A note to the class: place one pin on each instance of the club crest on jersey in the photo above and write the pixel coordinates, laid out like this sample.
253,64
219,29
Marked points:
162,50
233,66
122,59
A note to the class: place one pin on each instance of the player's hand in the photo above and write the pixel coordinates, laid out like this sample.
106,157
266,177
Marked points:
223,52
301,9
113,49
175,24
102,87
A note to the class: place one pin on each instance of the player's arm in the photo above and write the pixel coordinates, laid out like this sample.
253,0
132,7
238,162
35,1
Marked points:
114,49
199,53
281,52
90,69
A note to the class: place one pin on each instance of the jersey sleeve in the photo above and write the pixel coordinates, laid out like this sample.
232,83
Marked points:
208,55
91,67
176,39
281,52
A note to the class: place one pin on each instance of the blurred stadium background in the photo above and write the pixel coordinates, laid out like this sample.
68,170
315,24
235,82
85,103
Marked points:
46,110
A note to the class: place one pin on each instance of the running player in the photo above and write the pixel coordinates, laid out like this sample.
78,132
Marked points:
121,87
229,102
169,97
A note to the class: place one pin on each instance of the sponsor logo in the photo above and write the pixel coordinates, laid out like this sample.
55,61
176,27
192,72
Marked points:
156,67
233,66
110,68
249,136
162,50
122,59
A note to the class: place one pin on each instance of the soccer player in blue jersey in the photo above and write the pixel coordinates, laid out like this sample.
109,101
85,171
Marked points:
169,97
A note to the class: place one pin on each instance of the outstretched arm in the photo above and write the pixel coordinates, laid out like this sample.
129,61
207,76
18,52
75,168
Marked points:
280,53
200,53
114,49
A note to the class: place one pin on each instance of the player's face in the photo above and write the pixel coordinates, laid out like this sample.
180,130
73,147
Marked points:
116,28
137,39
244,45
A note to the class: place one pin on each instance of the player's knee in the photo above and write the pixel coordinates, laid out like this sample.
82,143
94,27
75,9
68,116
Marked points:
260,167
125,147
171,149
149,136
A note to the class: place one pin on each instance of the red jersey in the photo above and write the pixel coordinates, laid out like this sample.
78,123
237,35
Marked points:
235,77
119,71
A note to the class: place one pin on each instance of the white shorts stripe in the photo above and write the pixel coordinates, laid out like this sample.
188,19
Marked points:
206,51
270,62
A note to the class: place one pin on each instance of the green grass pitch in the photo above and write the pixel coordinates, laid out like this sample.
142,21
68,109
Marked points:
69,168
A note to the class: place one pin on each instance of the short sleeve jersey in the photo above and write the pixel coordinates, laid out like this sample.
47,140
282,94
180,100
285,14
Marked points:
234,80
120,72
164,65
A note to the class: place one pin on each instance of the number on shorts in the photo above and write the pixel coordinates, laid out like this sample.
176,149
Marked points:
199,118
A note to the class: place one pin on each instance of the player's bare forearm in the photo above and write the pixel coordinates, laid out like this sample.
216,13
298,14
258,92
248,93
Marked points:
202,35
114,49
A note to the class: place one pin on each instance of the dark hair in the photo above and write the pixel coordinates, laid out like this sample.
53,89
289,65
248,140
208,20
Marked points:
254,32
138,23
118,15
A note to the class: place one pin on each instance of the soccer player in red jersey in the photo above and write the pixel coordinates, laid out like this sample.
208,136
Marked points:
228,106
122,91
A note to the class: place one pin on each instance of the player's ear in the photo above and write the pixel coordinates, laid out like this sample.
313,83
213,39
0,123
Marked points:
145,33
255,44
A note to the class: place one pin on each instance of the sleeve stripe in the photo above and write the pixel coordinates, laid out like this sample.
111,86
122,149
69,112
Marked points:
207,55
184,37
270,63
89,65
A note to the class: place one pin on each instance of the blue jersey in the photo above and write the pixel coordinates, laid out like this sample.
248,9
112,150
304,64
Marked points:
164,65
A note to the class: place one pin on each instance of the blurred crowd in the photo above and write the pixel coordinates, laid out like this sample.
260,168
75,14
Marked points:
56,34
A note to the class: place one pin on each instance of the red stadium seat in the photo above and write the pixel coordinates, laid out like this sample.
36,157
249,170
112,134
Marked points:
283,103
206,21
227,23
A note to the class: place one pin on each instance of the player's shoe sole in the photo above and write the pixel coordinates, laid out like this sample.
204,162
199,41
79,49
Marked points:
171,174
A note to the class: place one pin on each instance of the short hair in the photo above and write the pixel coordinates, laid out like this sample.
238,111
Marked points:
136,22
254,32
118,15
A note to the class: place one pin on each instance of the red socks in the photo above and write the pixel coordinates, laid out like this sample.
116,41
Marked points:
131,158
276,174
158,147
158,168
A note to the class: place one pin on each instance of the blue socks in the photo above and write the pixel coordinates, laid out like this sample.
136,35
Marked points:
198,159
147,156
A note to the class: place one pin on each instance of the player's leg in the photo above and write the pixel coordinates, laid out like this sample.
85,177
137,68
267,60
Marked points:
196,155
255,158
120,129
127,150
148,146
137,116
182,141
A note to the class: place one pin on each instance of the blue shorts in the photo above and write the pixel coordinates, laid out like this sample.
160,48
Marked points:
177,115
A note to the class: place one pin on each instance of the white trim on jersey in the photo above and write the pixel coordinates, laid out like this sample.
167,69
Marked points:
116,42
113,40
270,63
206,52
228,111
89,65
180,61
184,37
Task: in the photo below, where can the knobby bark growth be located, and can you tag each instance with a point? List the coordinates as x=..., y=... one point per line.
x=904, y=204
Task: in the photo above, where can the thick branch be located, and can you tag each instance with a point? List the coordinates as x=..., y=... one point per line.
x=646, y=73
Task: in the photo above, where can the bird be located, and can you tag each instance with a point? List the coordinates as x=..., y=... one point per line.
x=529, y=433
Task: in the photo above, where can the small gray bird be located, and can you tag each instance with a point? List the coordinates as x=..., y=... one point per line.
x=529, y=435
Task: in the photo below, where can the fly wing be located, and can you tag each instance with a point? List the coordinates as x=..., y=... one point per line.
※ ※ ※
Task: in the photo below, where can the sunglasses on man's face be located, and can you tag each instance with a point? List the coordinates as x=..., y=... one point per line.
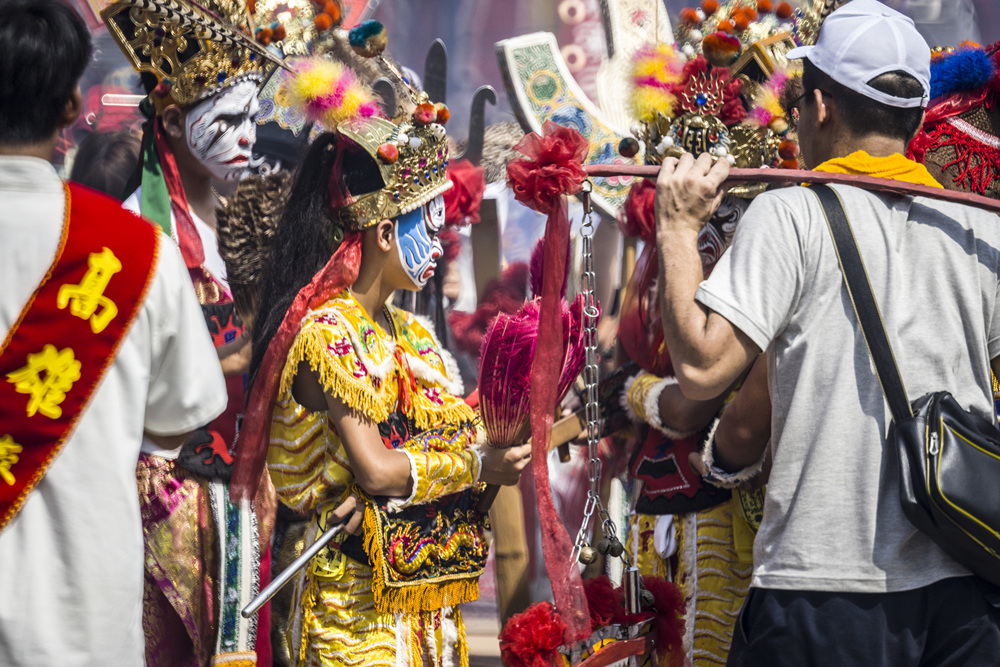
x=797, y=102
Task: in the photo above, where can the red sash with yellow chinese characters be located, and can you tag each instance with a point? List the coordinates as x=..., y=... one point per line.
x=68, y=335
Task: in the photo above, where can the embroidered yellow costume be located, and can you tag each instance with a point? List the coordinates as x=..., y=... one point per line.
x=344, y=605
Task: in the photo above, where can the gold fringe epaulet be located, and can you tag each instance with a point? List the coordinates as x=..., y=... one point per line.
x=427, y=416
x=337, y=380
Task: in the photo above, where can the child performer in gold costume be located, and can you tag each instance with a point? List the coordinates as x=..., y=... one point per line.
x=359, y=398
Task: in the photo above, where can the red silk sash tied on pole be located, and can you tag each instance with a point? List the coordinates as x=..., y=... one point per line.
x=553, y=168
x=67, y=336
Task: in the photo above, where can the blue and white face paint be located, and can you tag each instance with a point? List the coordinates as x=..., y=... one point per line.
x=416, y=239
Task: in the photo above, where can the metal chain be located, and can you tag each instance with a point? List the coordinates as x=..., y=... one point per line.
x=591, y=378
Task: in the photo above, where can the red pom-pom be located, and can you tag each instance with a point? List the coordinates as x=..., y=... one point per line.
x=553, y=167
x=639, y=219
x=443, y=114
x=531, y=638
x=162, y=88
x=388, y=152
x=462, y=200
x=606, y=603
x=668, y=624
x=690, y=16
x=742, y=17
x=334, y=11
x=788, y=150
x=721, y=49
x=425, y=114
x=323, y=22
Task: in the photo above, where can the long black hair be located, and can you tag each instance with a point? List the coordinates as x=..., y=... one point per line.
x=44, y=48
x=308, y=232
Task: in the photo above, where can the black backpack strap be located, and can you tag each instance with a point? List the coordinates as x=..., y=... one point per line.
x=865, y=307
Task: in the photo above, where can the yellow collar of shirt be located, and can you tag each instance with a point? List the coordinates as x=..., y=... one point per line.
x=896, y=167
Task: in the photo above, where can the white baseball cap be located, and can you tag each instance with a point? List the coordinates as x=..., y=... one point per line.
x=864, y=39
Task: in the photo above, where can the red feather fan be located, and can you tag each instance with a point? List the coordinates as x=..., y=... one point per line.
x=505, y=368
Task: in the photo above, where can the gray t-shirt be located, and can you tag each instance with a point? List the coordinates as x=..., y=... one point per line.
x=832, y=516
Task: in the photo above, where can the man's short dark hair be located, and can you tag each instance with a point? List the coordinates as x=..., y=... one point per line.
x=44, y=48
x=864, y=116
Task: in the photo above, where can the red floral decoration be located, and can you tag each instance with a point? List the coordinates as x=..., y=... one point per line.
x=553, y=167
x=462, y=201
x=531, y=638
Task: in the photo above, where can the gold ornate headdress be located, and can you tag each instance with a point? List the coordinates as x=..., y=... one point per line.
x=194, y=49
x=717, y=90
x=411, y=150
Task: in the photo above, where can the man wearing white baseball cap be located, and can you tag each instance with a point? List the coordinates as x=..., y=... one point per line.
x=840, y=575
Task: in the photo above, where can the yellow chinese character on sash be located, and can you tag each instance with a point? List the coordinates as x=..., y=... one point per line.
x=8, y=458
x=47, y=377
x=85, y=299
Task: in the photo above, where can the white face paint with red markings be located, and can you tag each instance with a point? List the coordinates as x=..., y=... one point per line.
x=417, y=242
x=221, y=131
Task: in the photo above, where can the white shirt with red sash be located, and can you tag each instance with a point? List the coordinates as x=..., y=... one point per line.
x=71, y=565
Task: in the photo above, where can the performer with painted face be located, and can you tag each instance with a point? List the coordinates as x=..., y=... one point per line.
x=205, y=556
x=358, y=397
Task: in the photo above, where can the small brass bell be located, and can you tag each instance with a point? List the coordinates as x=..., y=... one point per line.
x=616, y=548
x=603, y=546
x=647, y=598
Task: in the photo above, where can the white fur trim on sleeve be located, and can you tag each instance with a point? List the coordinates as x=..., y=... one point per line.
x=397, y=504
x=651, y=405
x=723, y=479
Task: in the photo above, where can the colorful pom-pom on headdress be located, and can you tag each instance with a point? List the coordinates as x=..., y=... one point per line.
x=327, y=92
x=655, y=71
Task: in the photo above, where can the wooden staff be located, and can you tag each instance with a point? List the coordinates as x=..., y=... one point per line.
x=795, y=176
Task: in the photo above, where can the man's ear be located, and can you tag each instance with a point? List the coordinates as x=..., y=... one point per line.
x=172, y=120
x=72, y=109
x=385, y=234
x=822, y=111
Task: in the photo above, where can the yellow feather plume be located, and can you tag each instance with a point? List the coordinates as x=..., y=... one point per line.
※ ※ ※
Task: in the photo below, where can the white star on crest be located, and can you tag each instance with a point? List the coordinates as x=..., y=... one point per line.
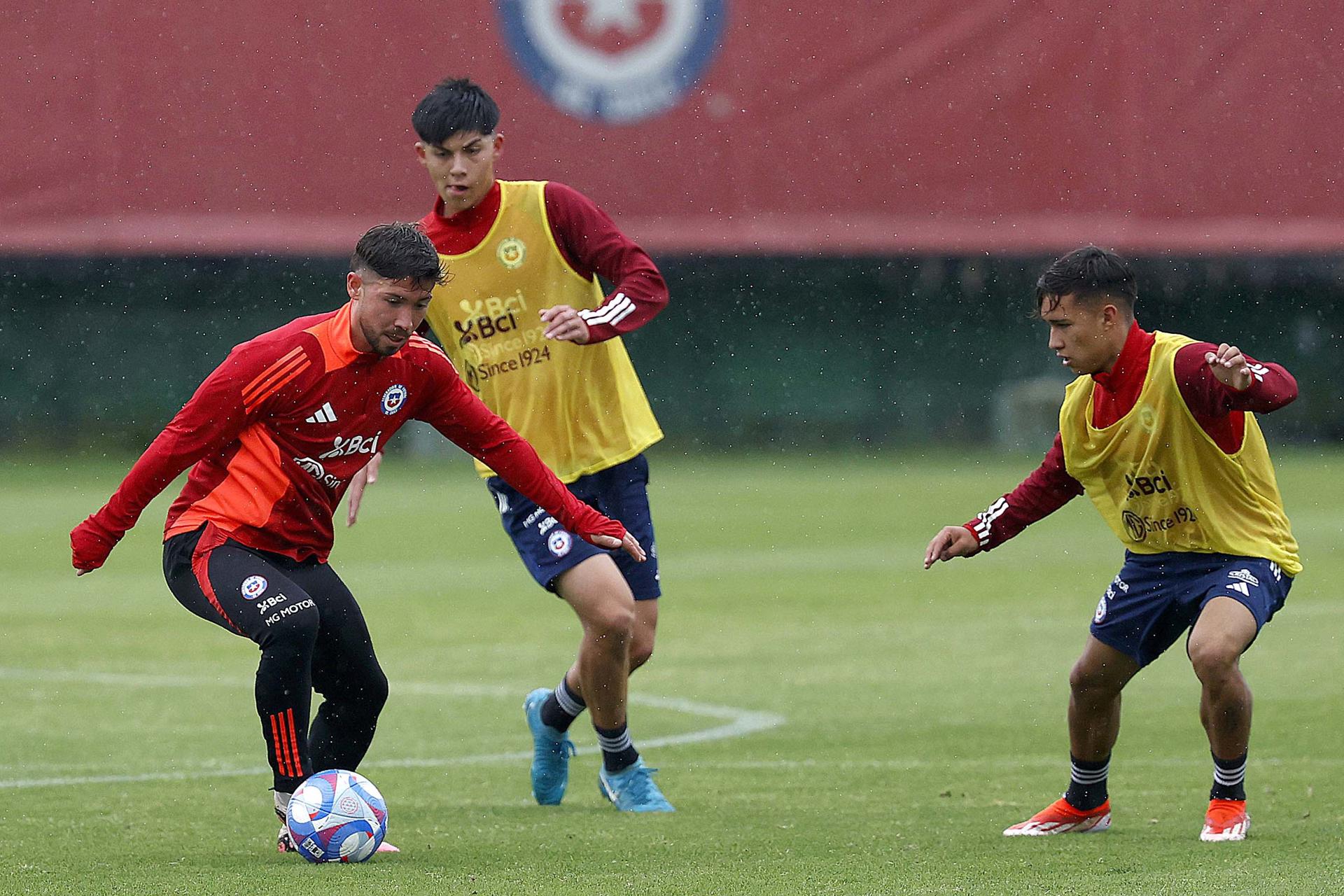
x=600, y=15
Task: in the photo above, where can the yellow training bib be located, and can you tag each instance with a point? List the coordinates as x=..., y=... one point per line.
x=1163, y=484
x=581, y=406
※ ※ ※
Task goal:
Repeat, word for word, the lines of the records starting at the line containing "the player's leg" and ending at the line containing "Task: in the photo below, where can the fly", with both of those lines included.

Task response:
A note to the class: place one pin on each instance of the player's leg in the photo above and write the pixel coordinates, laid out like this sample.
85,177
137,68
267,60
Marked points:
196,155
255,158
120,129
127,150
148,146
137,116
182,141
A note to the class: place one pin on each instance of the blue shorts in the photo above and write the pixel coordinates, laid out like this sample.
160,48
Marked points:
177,115
A note to the class: place one pin on each instance of the white trim on jersey in the photo above and write the pixel coordinates, laid out like this sample.
167,69
Marked points:
116,42
113,40
270,63
206,52
228,111
89,65
180,61
184,37
Task: in the photo below, where can the knobby bark growth be located, and can you tag each instance with a point? List the coordinates as x=..., y=... one point per line.
x=904, y=204
Task: in the photo above, where can the thick branch be located, and can you tag each instance with a point? List the coordinates as x=..., y=... one point per line.
x=646, y=73
Task: in the photo above, where can the bird be located, and can you tag each instance with a point? List the coordinates as x=..., y=... one point per line.
x=529, y=433
Task: in the photo above, where can the small gray bird be located, and can you tag each instance with a point? List the coordinates as x=..., y=... one point per line.
x=529, y=435
Task: in the photo below, where can the fly wing be located, and can you tag each instance with a point? List the coordinates as x=..., y=... one point per line.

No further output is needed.